* Page text *
= Beginning of Section =

Reporting January 29 in the Cell Press journal Med, surgeons describe how they removed a patient’s infected lungs and built “artificial lungs” to keep him alive until a double lung transplantation was available. The work shows how the approach may serve as a life-saving bridge to transplantation.
“He was critically ill. His heart stopped as soon as he arrived. We had to perform CPR,” recalls Bharat, the lead author and a thoracic surgeon at Northwestern University. “When the infection is so severe that the lungs are melting, they’re irrecoverably damaged. That’s when patients die.”
The patient, a 33-year-old man, developed acute respiratory distress syndrome (ARDS), a life-threatening condition in which inflammation and infection overwhelm the lungs. Triggered by the flu, his lungs deteriorated rapidly and were further compromised by bacterial pneumonia. Eventually, his lungs, heart, and kidneys started to fail. A double lung transplant became his only chance of survival.
The lungs were damaged beyond repair and were fueling infection. But the patient’s body was too sick to accept new lungs; it needed time to heal.

= End of Section =

* Dataset extract *
= Beginning of Section =

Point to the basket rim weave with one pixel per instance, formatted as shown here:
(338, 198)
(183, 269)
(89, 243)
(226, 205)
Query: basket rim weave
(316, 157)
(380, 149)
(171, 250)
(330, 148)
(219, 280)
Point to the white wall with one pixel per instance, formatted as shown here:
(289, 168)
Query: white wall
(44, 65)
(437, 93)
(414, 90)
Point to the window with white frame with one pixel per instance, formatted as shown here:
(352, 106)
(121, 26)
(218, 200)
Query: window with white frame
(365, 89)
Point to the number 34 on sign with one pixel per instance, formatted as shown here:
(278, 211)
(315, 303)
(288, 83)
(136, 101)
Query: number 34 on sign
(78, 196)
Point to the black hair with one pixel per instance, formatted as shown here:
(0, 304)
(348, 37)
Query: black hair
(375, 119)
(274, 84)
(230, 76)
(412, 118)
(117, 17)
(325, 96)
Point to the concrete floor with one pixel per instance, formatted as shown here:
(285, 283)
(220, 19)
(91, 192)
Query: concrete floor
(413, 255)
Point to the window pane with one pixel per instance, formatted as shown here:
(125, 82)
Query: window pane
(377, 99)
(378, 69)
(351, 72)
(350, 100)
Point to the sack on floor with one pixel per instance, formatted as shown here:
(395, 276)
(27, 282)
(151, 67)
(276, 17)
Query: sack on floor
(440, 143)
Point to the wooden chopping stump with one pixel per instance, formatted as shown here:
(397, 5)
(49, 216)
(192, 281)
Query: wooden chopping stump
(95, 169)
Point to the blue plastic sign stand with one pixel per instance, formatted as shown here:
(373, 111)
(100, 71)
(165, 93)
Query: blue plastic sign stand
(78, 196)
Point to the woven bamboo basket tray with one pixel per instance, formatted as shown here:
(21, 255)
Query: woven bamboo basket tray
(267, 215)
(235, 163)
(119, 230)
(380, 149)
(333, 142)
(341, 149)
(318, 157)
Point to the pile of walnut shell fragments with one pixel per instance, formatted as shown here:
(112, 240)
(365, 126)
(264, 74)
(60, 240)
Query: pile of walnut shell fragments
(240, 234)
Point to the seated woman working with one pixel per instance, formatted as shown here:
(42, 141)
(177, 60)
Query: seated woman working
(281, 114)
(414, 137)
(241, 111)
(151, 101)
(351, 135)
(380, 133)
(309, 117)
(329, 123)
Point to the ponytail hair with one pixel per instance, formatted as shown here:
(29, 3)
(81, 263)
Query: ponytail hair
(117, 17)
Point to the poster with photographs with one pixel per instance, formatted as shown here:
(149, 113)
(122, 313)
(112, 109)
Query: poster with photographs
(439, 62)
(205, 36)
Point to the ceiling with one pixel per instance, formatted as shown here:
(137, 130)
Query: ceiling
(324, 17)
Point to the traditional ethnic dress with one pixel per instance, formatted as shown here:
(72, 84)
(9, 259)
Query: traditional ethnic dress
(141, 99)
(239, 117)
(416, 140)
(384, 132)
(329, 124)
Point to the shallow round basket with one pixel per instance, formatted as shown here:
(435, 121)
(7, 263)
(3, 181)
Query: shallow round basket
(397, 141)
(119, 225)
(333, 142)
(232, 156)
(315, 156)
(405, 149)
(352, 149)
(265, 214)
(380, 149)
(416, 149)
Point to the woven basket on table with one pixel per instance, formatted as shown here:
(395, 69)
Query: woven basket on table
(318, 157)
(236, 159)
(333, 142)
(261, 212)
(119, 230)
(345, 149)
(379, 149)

= End of Section =

* Activity 1 *
Echo everything in the lung transplant report from "The patient, a" down to "time to heal.", without changing a word.
* Activity 2 *
Render this sentence from the lung transplant report in Spanish: "A double lung transplant became his only chance of survival."
* Activity 3 *
Go on with the lung transplant report, picking up after its final sentence.

* Expected output 1 *
The patient, a 33-year-old man, developed acute respiratory distress syndrome (ARDS), a life-threatening condition in which inflammation and infection overwhelm the lungs. Triggered by the flu, his lungs deteriorated rapidly and were further compromised by bacterial pneumonia. Eventually, his lungs, heart, and kidneys started to fail. A double lung transplant became his only chance of survival.
The lungs were damaged beyond repair and were fueling infection. But the patient’s body was too sick to accept new lungs; it needed time to heal.

* Expected output 2 *
Un doble trasplante de pulmón se convirtió en su única posibilidad de supervivencia.

* Expected output 3 *
“The heart and lungs are intrinsically connected,” says Bharat. “When there are no lungs, how do you keep the patient alive?”
To solve the problem, Bharat’s team engineered an artificial lung system that temporarily replaced the lungs’ functions. The system oxygenated the blood, removed carbon dioxide, and helped maintain a stable blood flow through the heart and body while the patient had no lungs at all.
Once the infected lungs were removed, the patient’s condition improved. His blood pressure stabilized, organ function recovered, and the infection subsided. Two days later, donor lungs became available, and the surgeons performed a double lung transplant. More than two years later, the patient has returned to daily life with good lung function.